> **PROVIDED TEXT**:
---+---
Disappearing metrics is basically the opposite of what a lot of experts on manipulated information recommend. Transparency and disclosure are “key” components of reform efforts like the Digital Services Act in the EU, said Yacine Jernite, machine learning and society lead for Hugging Face, an open-source data science and machine learning platform.
Misinformation is winning the war on misinformation
Online falsehoods are as bad as they‘ve ever been. Does anyone care?
“We've seen that people who use [generative AI] services for information about elections may get misleading outputs,” Jernite added, “so it's particularly important to accurately represent and avoid over-hyping the reliability of those services.”
It’s generally better for an information ecosystem when people know more about what they’re using and how it works. And while some aspects of this fall under media literacy and information hygiene efforts, a portion of this has to come from the platforms and their boosters. Hyping up an AI chatbot as a next-generation search tool sets expectations that aren’t fulfilled by the service itself.
Platforms don’t have much incentive to care
Platforms aren’t just amplifying bad information, they’re making money off it. From TikTok Shop purchases to ad sales, if these companies take meaningful, systemic steps to change how disinformation circulates on their platforms, they might work against their business interests.
Social media platforms are designed to show you things you want to engage with and share. AI chatbots are designed to give the illusion of knowledge and research. But neither of these models are great for evaluating veracity, and doing so often requires limiting the scope of a platform working as intended. Slowing or narrowing how a platform like this works means less engagement, which means no growth, which means less money.
“I personally can't imagine that they would ever be as aggressively interested in addressing this as the rest of us are,” said Evan Thornburg, a bioethicist who posts on TikTok as @gaygtownbae. “The thing that they're able to monetize is our attention, our interest, and our buying power. And why would they whittle that down to a narrow scope?“
Many platforms begrudgingly began efforts to take on misinformation after the 2016 US elections, and again at the beginning of the Covid pandemic. But since then, there’s been kind of a pullback. Meta laid off employees from teams involved with content moderation in 2023, and rolled back its Covid-era rules. Maybe they’re sick of being held responsible for this stuff at this point. Or, as technology changes, they see an opportunity to move on from it.
So do they care?
Again, it’s hard to quantify the efforts by major platforms to curb misinformation, which leaves me leaning once again on informed vibes. For me, it feels like major platforms are backing away from prioritizing the fight against misinformation and disinformation, and that there’s a general kind of fatigue out there on the topic more broadly. That doesn’t mean that nobody is doing anything.
Prebunking, which involves preemptively fact-checking rumors and lies before they gain traction, is super promising, especially when applied to election misinformation. Crowdsourced fact-checking is also an interesting approach. And to the credit of platforms themselves, they do continue to update their rules as new problems emerge.
There’s a way in which I have some sympathy for the platforms here. This is an exhausting topic, and it’s tough to be told, over and over, that you’re not doing enough. But pulling back and moving on doesn’t stop bad information from finding audiences over and over. While these companies assess how much they care about moderating and addressing their platform’s capacity to spread lies, the people targeted by those lies are getting hurt.
---+---
Records from a collection
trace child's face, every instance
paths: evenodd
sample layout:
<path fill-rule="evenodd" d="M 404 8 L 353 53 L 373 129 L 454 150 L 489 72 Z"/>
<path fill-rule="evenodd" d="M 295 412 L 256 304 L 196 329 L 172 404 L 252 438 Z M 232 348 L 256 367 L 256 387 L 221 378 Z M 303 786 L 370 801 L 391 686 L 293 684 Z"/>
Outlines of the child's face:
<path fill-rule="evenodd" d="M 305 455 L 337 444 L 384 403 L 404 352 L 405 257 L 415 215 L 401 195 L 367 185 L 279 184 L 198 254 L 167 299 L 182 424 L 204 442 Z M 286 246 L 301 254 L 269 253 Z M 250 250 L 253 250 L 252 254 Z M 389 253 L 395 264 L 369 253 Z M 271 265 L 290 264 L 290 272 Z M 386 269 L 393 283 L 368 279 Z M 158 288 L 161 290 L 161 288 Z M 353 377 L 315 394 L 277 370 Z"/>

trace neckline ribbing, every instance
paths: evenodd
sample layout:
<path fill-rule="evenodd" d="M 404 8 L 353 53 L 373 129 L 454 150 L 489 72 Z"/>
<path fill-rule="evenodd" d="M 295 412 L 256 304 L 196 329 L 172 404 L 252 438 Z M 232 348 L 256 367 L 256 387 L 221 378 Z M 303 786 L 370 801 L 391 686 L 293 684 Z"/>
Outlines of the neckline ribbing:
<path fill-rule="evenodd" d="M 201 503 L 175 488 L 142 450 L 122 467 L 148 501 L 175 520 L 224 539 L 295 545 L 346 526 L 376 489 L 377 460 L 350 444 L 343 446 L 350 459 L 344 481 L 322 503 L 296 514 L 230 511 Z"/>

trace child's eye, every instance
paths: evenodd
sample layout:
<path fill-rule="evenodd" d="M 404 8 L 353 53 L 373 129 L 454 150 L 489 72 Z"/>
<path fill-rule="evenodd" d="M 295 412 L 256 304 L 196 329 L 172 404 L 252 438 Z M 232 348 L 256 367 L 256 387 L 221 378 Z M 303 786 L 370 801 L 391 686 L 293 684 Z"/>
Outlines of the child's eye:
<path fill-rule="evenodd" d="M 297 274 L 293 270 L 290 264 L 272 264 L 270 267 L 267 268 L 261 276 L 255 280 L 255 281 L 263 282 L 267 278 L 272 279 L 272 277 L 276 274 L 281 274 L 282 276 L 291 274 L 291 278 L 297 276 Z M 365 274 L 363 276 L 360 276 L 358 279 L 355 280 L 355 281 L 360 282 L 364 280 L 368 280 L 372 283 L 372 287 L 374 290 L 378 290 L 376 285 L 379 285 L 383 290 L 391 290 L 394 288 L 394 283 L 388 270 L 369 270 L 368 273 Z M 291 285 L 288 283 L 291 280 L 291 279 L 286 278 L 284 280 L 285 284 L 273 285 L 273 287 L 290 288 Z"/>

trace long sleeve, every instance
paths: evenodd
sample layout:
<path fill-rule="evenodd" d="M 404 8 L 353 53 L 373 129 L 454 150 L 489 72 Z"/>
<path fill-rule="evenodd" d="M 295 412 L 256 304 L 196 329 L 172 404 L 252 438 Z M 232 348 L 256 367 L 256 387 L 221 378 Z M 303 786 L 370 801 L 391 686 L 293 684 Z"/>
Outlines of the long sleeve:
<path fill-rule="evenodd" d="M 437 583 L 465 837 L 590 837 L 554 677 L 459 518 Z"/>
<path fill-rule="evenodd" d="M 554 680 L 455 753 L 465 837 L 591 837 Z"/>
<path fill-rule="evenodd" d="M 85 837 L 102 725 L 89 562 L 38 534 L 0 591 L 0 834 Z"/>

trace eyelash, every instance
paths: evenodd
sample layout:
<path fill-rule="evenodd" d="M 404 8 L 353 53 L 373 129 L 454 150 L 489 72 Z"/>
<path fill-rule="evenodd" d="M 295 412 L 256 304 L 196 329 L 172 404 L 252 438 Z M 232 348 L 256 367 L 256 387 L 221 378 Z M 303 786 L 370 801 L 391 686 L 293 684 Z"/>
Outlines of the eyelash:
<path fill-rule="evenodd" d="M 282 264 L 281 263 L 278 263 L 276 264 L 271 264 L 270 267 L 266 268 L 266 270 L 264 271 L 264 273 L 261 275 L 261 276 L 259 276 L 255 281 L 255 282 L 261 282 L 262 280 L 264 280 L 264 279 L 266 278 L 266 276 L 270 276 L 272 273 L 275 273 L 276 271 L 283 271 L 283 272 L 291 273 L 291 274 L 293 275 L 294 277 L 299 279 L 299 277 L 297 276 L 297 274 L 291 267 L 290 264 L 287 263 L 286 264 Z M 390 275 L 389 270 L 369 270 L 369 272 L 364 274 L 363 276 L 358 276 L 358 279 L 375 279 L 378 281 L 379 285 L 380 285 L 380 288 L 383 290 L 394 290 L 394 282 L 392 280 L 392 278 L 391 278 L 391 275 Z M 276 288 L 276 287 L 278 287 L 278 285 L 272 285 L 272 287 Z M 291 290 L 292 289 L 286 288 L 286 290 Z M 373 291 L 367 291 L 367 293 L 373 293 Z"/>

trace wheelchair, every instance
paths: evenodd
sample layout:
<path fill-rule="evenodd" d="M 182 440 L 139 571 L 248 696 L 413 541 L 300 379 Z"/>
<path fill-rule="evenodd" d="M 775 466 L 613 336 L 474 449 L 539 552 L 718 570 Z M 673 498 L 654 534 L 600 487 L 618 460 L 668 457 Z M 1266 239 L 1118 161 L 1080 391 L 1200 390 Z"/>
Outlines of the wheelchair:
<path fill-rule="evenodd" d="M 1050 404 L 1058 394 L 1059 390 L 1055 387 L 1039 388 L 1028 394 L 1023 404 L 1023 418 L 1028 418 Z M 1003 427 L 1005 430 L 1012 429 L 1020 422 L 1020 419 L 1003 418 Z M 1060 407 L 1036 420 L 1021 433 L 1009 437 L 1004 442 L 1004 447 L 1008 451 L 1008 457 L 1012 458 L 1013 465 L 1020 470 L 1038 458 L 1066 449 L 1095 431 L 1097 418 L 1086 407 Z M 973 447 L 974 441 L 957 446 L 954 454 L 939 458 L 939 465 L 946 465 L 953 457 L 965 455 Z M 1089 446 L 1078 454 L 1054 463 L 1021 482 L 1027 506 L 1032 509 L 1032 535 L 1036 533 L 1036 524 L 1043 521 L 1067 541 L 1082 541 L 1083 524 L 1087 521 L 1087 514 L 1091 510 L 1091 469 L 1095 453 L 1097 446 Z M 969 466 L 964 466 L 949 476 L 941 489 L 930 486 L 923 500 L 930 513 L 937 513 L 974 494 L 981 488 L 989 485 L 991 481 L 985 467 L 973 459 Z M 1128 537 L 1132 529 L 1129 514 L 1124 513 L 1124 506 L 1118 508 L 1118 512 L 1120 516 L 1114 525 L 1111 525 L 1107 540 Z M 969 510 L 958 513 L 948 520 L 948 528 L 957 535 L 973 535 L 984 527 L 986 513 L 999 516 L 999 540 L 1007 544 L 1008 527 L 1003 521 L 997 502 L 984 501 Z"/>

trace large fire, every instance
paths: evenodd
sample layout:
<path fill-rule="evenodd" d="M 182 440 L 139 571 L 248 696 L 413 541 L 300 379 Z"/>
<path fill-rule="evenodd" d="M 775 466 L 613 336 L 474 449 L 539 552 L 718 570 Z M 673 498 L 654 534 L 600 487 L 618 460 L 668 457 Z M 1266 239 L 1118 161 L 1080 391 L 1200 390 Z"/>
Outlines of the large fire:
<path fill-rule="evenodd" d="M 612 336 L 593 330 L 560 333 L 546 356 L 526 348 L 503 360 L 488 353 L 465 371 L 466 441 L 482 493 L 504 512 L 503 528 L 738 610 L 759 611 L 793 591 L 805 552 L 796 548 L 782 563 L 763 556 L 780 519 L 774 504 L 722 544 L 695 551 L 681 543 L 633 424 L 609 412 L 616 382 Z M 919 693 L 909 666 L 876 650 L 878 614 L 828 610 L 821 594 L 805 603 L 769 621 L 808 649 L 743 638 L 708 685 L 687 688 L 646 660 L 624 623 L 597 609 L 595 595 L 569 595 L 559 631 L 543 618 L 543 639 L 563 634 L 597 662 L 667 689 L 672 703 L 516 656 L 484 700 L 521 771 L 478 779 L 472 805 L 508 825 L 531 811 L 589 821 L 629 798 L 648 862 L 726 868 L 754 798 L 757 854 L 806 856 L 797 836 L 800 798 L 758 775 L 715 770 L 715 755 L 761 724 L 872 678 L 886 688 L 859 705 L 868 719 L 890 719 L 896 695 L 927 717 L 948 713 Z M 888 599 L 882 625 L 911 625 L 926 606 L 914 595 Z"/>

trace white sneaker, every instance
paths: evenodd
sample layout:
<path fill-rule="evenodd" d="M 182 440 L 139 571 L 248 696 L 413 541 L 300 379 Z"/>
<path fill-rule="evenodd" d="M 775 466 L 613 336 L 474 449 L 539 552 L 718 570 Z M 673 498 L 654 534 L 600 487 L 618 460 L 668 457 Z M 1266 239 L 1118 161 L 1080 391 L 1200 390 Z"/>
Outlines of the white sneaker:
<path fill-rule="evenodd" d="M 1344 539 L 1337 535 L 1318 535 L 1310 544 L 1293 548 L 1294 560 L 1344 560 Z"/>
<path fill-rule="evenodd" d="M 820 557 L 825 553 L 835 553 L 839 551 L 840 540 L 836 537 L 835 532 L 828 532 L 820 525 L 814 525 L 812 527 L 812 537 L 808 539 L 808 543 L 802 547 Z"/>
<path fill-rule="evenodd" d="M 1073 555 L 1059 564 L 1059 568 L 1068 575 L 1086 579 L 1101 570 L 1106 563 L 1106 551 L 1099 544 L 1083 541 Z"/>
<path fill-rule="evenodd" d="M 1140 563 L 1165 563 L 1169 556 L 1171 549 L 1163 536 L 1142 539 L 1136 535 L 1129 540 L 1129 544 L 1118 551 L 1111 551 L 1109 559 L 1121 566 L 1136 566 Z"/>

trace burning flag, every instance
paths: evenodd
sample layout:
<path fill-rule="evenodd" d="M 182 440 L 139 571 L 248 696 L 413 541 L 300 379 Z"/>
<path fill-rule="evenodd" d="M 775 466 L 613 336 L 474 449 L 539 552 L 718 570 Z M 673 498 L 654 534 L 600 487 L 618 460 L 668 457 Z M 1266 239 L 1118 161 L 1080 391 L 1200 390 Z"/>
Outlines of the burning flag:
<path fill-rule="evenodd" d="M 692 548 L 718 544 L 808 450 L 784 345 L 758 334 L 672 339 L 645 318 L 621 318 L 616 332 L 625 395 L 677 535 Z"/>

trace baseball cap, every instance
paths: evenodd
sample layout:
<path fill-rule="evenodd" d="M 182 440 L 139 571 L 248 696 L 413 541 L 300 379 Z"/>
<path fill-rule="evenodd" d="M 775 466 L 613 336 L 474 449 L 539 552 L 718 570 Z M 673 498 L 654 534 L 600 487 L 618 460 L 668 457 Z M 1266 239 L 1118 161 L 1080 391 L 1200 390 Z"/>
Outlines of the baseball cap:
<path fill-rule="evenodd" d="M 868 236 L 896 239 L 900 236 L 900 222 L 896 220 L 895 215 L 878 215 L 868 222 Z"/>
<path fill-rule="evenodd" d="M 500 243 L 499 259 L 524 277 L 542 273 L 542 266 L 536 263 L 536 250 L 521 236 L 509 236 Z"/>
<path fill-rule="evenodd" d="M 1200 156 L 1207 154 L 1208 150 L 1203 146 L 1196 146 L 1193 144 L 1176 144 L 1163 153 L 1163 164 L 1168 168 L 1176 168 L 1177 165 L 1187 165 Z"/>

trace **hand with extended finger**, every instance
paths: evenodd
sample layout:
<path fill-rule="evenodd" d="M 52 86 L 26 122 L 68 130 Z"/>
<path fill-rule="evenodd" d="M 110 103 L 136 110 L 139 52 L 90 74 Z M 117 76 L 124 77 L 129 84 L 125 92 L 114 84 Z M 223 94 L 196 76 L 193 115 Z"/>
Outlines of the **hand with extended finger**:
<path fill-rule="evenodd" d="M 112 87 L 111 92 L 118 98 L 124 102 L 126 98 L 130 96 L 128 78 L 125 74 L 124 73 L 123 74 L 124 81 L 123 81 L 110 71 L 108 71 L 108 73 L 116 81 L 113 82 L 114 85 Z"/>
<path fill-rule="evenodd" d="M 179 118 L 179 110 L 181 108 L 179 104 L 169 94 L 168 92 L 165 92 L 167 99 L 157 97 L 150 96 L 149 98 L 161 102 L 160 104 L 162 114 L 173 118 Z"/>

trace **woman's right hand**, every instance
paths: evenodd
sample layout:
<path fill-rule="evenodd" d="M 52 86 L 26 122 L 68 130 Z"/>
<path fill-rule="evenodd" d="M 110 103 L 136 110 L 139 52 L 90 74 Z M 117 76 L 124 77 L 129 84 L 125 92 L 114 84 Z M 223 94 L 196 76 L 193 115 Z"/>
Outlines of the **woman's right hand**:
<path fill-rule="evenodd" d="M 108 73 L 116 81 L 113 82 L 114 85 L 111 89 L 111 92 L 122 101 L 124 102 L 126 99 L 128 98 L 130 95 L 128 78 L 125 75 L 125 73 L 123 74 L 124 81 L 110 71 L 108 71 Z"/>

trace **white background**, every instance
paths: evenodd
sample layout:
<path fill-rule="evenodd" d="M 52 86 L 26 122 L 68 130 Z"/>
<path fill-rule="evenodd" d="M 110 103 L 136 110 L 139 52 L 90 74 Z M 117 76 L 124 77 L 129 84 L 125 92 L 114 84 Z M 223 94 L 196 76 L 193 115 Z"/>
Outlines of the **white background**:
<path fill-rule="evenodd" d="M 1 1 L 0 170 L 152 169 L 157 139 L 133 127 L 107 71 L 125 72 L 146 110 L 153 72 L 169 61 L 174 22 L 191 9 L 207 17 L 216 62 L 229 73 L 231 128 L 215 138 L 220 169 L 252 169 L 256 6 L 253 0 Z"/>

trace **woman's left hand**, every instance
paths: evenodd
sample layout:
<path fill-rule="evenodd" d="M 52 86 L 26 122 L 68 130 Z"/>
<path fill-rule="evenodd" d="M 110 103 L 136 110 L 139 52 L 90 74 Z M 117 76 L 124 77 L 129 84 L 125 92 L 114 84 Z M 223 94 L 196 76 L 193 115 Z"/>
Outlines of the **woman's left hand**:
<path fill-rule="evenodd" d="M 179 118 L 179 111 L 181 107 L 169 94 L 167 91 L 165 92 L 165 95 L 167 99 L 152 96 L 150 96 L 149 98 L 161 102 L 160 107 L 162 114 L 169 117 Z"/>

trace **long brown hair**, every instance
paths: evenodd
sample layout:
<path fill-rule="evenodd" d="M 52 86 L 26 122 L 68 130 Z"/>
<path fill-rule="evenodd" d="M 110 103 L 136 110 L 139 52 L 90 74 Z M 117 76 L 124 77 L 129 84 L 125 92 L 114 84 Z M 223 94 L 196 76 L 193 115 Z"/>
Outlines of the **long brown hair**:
---+---
> **INSTRUCTIONS**:
**1)** According to the bioethicist quoted in the article on misinformation, what are the things that platforms are able to monetize? List them.
**2)** Reproduce the passage of the article on misinformation from "Disappearing metrics is" to "machine learning platform.", word for word.

> **RESPONSES**:
**1)**
- Our attention
- Our interest
- Our buying power

**2)**
Disappearing metrics is basically the opposite of what a lot of experts on manipulated information recommend. Transparency and disclosure are “key” components of reform efforts like the Digital Services Act in the EU, said Yacine Jernite, machine learning and society lead for Hugging Face, an open-source data science and machine learning platform.